> [Exercise description]
Please rewrite everything from the line containing "Your task is to mark every shallow" down to the end of the rows, both ends included, and add -65 to every coordinate in the answers while keeping every other line as it is.

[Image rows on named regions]

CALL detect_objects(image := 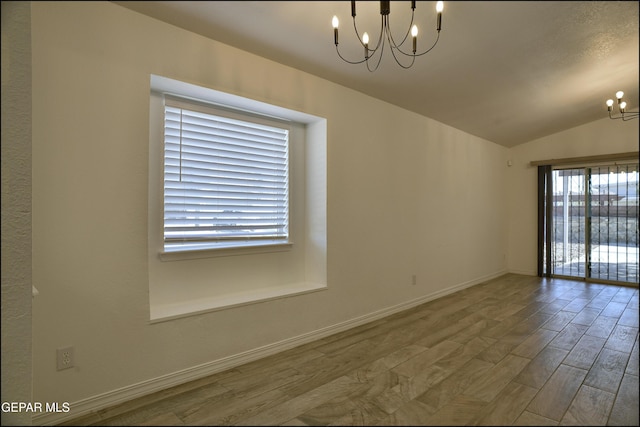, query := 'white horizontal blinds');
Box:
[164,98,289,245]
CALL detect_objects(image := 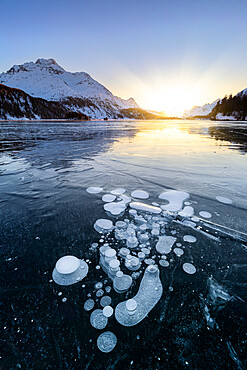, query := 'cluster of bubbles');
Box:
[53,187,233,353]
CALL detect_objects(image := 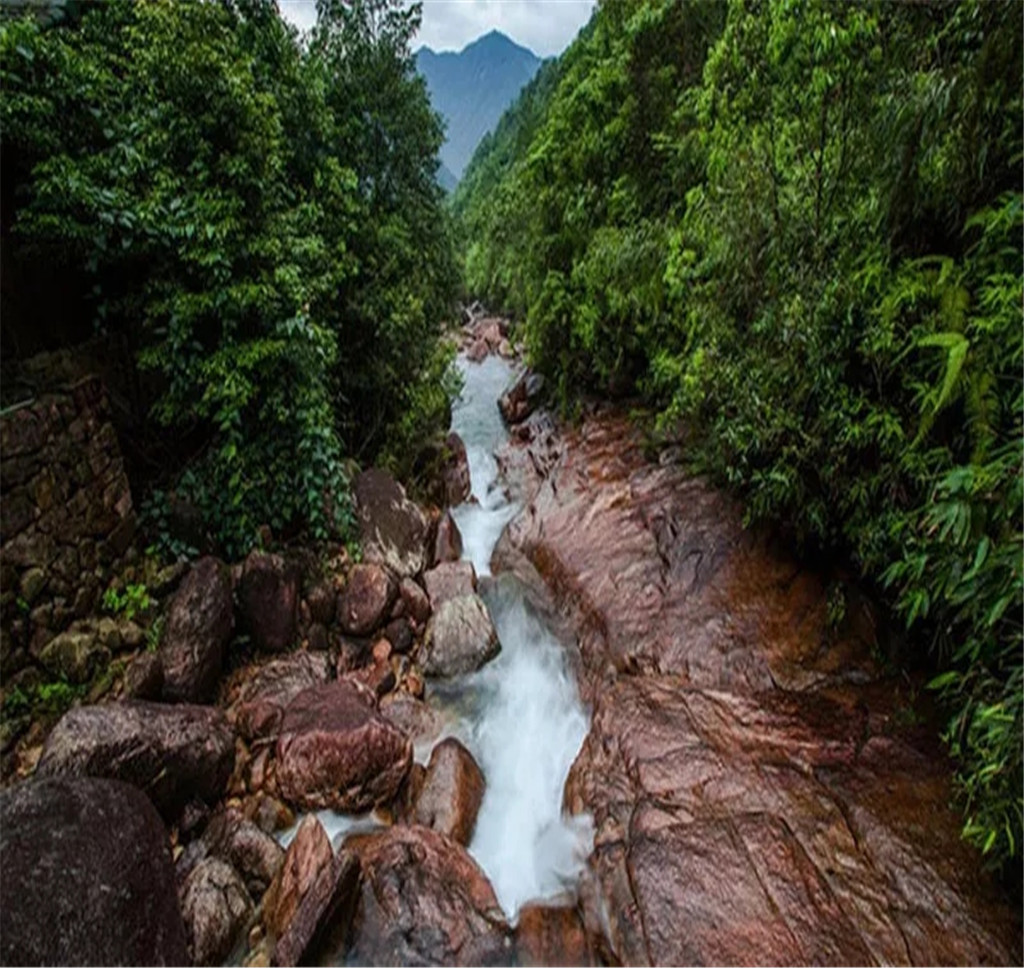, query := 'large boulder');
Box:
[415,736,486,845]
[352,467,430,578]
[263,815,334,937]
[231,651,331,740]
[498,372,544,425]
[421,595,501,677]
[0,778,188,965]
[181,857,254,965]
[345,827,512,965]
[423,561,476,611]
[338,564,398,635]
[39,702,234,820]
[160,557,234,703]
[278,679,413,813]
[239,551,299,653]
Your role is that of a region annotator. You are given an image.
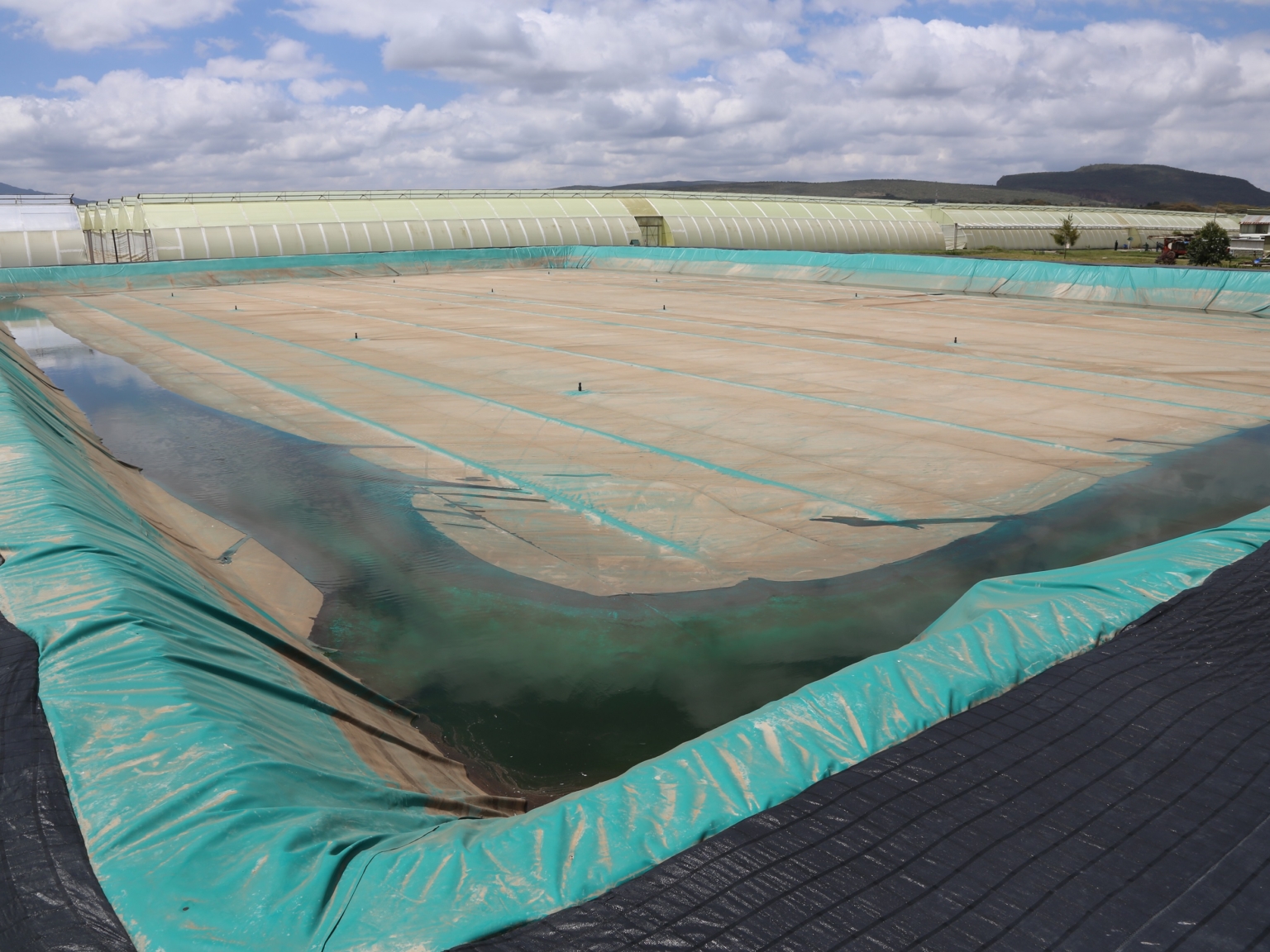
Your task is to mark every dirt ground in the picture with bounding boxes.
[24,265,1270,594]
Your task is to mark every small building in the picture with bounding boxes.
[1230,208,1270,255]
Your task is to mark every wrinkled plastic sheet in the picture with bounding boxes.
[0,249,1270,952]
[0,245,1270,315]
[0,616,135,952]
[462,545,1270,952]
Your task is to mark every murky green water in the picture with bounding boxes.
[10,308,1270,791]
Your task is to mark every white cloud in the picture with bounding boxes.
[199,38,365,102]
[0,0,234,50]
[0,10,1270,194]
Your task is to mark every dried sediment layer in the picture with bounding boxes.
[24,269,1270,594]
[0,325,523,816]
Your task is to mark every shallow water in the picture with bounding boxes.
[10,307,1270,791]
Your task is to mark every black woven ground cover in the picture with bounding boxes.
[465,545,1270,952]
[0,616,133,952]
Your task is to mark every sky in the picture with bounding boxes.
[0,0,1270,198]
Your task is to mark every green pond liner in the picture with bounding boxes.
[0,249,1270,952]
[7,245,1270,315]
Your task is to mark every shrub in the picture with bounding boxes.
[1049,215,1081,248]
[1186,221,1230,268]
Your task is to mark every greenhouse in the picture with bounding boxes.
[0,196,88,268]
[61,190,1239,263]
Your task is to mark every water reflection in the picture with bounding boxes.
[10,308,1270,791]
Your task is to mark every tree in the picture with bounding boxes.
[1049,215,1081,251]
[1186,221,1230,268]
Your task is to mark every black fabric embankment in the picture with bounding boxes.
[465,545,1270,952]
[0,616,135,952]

> [Exercise answer]
Your task is to mark every shallow water in the picture with bounding boxes.
[-55,242,1205,726]
Your task is to mark every black woven ground cover in the picture with bounding boxes.
[400,480,1205,887]
[-65,551,68,887]
Your task is to mark every sky in the picture with bounding boxes.
[-65,-65,1205,133]
Your task is to mark every green pond liner in the picture with bounding boxes.
[-65,184,1205,887]
[-58,180,1205,250]
Your task is to mark every shrub in the picture with bounding boxes.
[984,150,1016,183]
[1121,156,1165,203]
Your task is to mark every greenhouse in the picture with bounding boxes.
[-65,131,23,203]
[-4,125,1174,198]
Your task is to mark every water reflection in the picture with bounding boxes.
[-55,243,1205,726]
Your task is to mark every tree in the picture with bounding boxes.
[984,150,1016,186]
[1121,156,1165,203]
Your task is to mark every black fabric embankment in the picture with bounding boxes.
[400,480,1205,887]
[-65,551,70,887]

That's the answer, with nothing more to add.